Supplied records
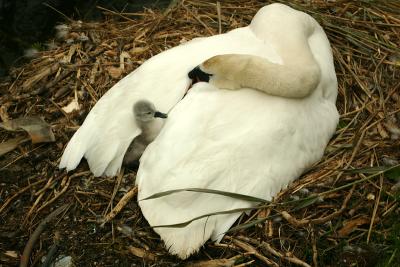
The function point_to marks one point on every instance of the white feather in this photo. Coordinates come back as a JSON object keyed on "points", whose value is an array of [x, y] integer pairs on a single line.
{"points": [[240, 141]]}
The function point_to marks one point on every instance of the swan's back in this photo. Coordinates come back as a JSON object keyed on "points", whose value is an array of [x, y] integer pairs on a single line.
{"points": [[109, 128], [236, 141]]}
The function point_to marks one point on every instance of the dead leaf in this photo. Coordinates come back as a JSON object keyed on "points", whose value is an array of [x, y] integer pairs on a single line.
{"points": [[214, 263], [11, 253], [349, 226], [141, 253], [73, 105], [38, 130], [114, 72], [3, 112], [11, 144]]}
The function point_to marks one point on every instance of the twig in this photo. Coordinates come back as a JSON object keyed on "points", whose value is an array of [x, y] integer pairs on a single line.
{"points": [[57, 195], [36, 234], [322, 220], [371, 225], [121, 204], [116, 187], [252, 250], [219, 17], [314, 246], [53, 249], [288, 256], [8, 201]]}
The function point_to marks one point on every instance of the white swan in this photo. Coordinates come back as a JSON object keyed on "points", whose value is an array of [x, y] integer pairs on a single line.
{"points": [[104, 139], [242, 141], [146, 116]]}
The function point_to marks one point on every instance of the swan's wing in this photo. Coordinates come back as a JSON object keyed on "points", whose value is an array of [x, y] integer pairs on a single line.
{"points": [[109, 128], [236, 141]]}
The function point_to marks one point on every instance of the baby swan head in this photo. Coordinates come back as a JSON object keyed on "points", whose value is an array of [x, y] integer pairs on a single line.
{"points": [[145, 111]]}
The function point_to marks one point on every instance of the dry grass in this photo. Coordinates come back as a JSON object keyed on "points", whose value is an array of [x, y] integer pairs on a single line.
{"points": [[341, 212]]}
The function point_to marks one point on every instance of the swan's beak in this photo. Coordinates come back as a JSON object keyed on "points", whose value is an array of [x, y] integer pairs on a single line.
{"points": [[197, 75], [161, 115]]}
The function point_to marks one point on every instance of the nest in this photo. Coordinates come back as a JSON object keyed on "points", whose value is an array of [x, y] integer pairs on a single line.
{"points": [[342, 211]]}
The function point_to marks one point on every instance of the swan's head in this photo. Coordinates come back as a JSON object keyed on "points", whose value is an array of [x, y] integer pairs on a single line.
{"points": [[222, 71], [145, 111]]}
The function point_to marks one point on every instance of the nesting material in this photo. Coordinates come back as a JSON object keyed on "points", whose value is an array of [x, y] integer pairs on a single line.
{"points": [[349, 199]]}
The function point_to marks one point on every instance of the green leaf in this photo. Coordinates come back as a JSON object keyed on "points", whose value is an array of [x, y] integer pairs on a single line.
{"points": [[183, 224], [208, 191]]}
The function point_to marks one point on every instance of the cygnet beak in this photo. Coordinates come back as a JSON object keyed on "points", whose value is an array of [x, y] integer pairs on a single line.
{"points": [[197, 75], [159, 114]]}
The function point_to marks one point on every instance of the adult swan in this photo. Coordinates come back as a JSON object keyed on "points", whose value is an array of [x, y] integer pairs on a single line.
{"points": [[243, 141]]}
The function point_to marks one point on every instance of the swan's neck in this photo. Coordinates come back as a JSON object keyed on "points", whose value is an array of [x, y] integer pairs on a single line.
{"points": [[233, 71], [149, 129]]}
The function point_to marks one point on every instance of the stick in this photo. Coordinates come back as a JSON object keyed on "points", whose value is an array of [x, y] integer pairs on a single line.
{"points": [[121, 204], [36, 234]]}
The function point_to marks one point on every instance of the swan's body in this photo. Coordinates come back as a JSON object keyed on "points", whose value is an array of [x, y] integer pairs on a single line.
{"points": [[146, 116], [242, 141]]}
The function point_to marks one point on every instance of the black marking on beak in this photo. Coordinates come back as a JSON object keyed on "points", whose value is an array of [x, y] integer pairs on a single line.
{"points": [[197, 75], [159, 114]]}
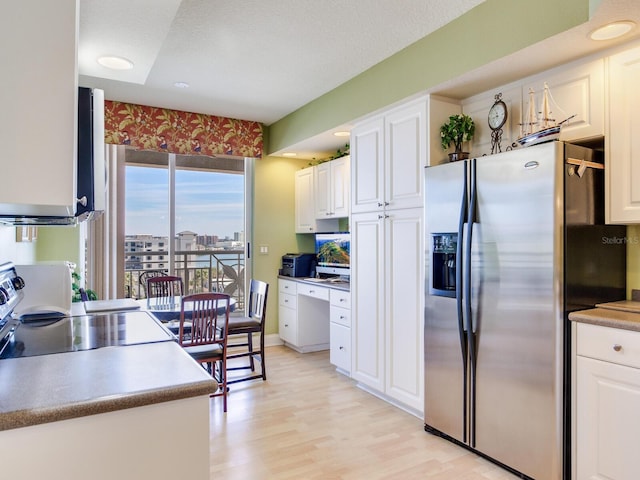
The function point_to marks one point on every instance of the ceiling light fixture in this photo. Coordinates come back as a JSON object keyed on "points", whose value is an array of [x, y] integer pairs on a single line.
{"points": [[612, 30], [115, 63]]}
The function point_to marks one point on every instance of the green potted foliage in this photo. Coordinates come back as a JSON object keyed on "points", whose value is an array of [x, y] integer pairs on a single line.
{"points": [[459, 129]]}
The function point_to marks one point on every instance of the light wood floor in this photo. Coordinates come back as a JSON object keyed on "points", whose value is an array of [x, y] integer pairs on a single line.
{"points": [[309, 422]]}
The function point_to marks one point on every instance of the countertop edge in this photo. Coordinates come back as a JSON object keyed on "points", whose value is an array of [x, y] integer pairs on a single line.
{"points": [[607, 317], [27, 418], [346, 287]]}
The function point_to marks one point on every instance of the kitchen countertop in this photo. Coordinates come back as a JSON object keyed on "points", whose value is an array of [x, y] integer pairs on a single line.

Job
Write out every line above exactly as it is, leaving out the pictures.

Final result
The function point_to marks one point on every instance of the white feather in this photo. Coordinates come back as a JSON object keyed on "points", whose value is an array of [x, y] integer pairs on a single line.
{"points": [[240, 141]]}
The function point_to marks one point on every instance of the swan's back in this photo. Coordinates come back as a JSON object keyed on "points", whose value is an array of [x, y] integer pairs on a single line.
{"points": [[109, 128], [236, 141]]}
The function point_to marks one point on every instance of the dead leaf in this photo. Coordinates come back as a JSON object keyed on "points", whose value is an array of [x, y] integer pairs on a single line.
{"points": [[214, 263], [11, 253], [349, 226], [141, 253], [73, 105], [38, 130], [114, 72], [3, 112], [11, 144]]}
The function point_to marks one point on every instance of the twig in this photo. Coordinates come back as a JSON object keyed on "points", whose value is an array of [x, y] integer pairs on a single line.
{"points": [[57, 195], [36, 234], [322, 220], [371, 225], [121, 204], [116, 187], [252, 250], [219, 17], [314, 246], [53, 249], [288, 256], [8, 201]]}
The function point_to marks one point on every instance of the white swan in this photo. Coordinates come back as a JSON object keyed on "points", whose value is an array of [x, y] integer pairs on a single line.
{"points": [[104, 139], [242, 141], [146, 116]]}
The function point_to marks one point on every instance of the swan's wing in this photo. Coordinates come back as a JSON object keyed on "points", whose value is an array of [x, y] integer pairs on a single line.
{"points": [[109, 128], [236, 141]]}
The function point_to marks one point on every instance of the baby swan head in this photo. Coordinates come back as a JSON object keyed on "points", whose value is an array of [x, y] integer pairs on a single line.
{"points": [[145, 111]]}
The function point_to marks one point on every instance of the dry grass in this photo. Coordinates come back as a JSON object keyed on "points", whose value is an array of [x, y] integer pairs on a single line.
{"points": [[341, 212]]}
The function point_to marks one point on every instance of the swan's beak in this photo. Coordinates come back as a JSON object keyed on "points", whose value is an array of [x, y] integer pairs on a single line.
{"points": [[197, 75], [161, 115]]}
The function point_to marks one point on every instance of the nest in this photo. Coordinates come back as a JSON object keyed on "points", whose value is an array of [x, y] integer pairs on a single line.
{"points": [[342, 211]]}
The function point_to marks one point on every instance of the swan's head in this photo. Coordinates come back as a JSON object keyed on "points", whose value is an array of [x, y] integer pairs on a single line.
{"points": [[222, 71], [145, 111]]}
The function point_to marks one point on every instance of the nesting material in this photo. Coordinates come back as a JSON object keyed on "points", whose value is an array of [x, y] integer pairs on a single line.
{"points": [[349, 199]]}
The function point_to marks one point on every instance of the green leaf in this photo. Coordinates come back as a JSON object keyed on "points", whose value is an array of [x, y] integer pairs on a single line.
{"points": [[183, 224], [208, 191]]}
The function point_to marks one point on every instance of the cygnet beak in this photo. Coordinates come back as a JSON object keyed on "points", whose value is an array of [x, y] integer pairs on a single line.
{"points": [[197, 75], [159, 114]]}
The function point_to marks one point on every instance of the adult swan in this photo. Coordinates come back as a JSON object keyed on "points", whose value is an array of [x, y] integer pairs on a single line.
{"points": [[243, 141]]}
The function point_to marks one point on every instance of the swan's neck in this photo. Coordinates come back as a JSON object keyed on "points", whose value is an array of [x, y] integer pairs on a single line.
{"points": [[233, 71], [149, 129]]}
The function point_to marks one point on every instance of the stick in this photo. Coordinates come back as a JSON object keyed on "points", whose value is an array of [x, y] integer pairs on a single line.
{"points": [[121, 204], [36, 234]]}
The function point_to marks one point on every instance of the swan's body in this photo. Coordinates come back as a JSON object keyed on "points", whose value is an array of [x, y] integer pairs on a single line.
{"points": [[146, 116], [242, 141]]}
The function point_to marks one point on every instance of the black marking on beak in this photo. Coordinates come back as a JSON object keyed on "points", whose value is an array of [x, y] integer pairs on a single line.
{"points": [[197, 75], [159, 114]]}
The function point_to marks one point on every instance of the ceiling light fixture in this photo. Coordinates come back as a JSON object keyed on "points", whose value is an array of [x, y] integer pairs on a single line.
{"points": [[612, 30], [115, 63]]}
The function point_to marks one point on every instance of the green potted foliage in this photo. Coordinates come back as a JSON object keyed on "points", whose value is an array of [x, y] integer pairs on a single line.
{"points": [[459, 129]]}
The function point_to marks one point on every instance of the light wood floor in this photo. Coordinates come back as a JSON object keyed on "points", whose value is an array of [x, y] integer pairs on a single line.
{"points": [[309, 422]]}
The function point_to marks one point on every instance of the countertop edge in this photo. Coordinates come back as a JSON object keyed on "points", whose value is an array of [x, y] integer pairs on a single line.
{"points": [[607, 317], [27, 418], [346, 287]]}
The function point_to marks one point on every instance of the kitchen countertop in this photo. Coordinates come back as a JSON object keyed on "points", whose value is an array of [x, y] integer pairs on a single line.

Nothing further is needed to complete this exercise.